Transcribe the lines below, starting at the line that contains "out the marble" and ending at the line that contains "Target: marble finish floor", with both of those lines included. Reproduce each one without any change.

RECORDS SUPPLIED.
++++++++++

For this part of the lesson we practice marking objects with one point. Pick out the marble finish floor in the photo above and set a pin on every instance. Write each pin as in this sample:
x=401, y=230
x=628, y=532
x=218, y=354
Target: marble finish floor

++++++++++

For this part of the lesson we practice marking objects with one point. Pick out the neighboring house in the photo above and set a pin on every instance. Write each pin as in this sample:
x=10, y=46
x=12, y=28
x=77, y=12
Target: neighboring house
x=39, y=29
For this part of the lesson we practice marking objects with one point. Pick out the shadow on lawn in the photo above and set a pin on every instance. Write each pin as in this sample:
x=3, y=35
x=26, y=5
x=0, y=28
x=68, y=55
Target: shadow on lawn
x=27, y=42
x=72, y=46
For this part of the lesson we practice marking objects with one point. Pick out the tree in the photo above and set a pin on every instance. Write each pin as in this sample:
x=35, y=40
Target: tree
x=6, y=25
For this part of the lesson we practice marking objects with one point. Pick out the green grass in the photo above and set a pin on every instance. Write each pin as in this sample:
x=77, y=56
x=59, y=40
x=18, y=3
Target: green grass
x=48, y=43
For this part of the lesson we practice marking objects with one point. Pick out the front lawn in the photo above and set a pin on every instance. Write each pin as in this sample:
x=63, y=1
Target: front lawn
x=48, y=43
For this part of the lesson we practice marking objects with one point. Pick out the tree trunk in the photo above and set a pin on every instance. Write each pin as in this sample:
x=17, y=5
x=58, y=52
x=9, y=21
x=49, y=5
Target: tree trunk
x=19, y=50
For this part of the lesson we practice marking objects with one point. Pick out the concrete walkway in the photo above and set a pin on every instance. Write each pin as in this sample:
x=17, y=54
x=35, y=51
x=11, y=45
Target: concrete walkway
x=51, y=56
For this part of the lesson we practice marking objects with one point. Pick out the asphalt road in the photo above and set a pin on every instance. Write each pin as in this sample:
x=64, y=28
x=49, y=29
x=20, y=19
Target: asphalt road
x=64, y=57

++++++++++

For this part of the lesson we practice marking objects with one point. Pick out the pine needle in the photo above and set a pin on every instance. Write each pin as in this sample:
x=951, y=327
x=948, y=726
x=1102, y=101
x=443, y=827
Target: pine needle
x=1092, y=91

++++++++++

EXERCISE RESPONSE.
For this part of the lesson we practice marking objects with one point. Pick out the marble finish floor in the photo above and set a pin on every instance. Write each pin as in this sample:
x=401, y=230
x=628, y=532
x=218, y=354
Target: marble finish floor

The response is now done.